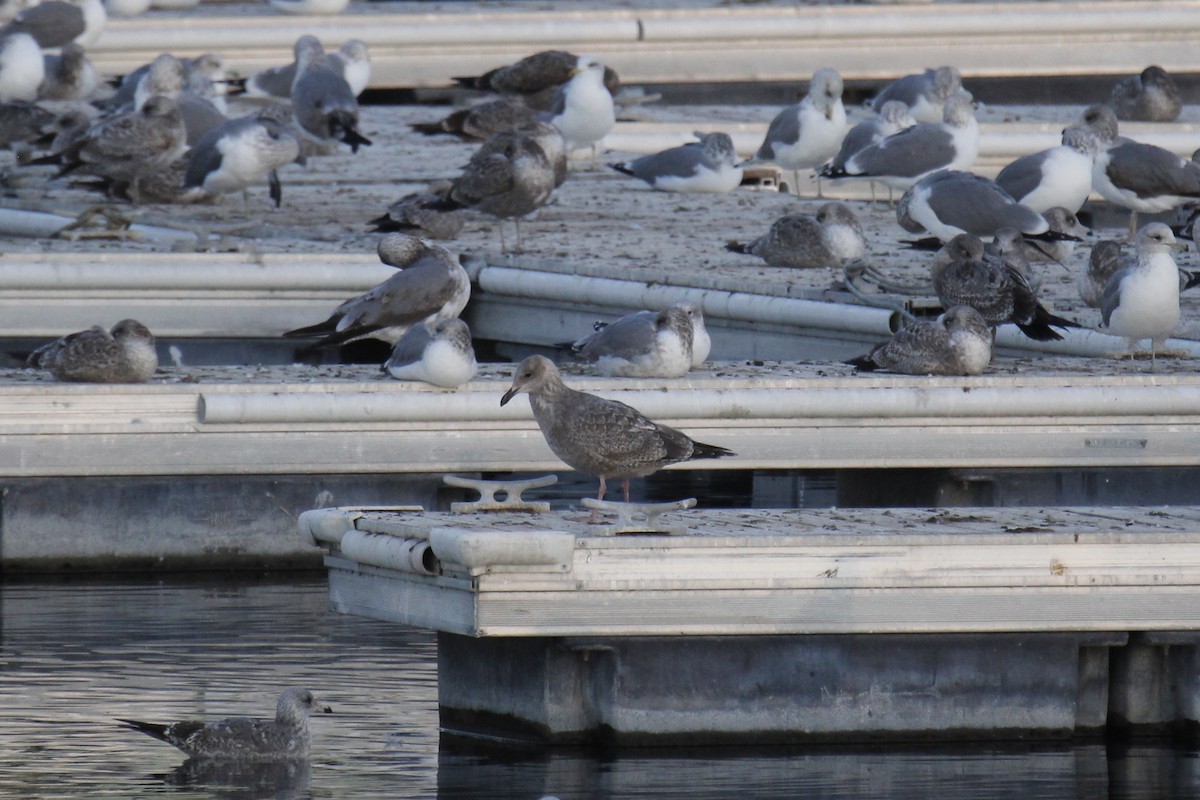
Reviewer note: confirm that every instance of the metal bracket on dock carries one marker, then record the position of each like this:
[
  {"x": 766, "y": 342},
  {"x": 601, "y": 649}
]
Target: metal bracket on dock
[
  {"x": 487, "y": 491},
  {"x": 628, "y": 512}
]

EXERCISE DIRECTIONS: The answer must be a word-for-word copy of all the entries, containing no pictures.

TASK SOLUTION:
Reviewer note: confirm that every instance of the metal bracket on dock carries one marker, then record the position of each like this:
[
  {"x": 766, "y": 342},
  {"x": 601, "y": 649}
]
Target: metal bracket on dock
[
  {"x": 487, "y": 491},
  {"x": 628, "y": 512}
]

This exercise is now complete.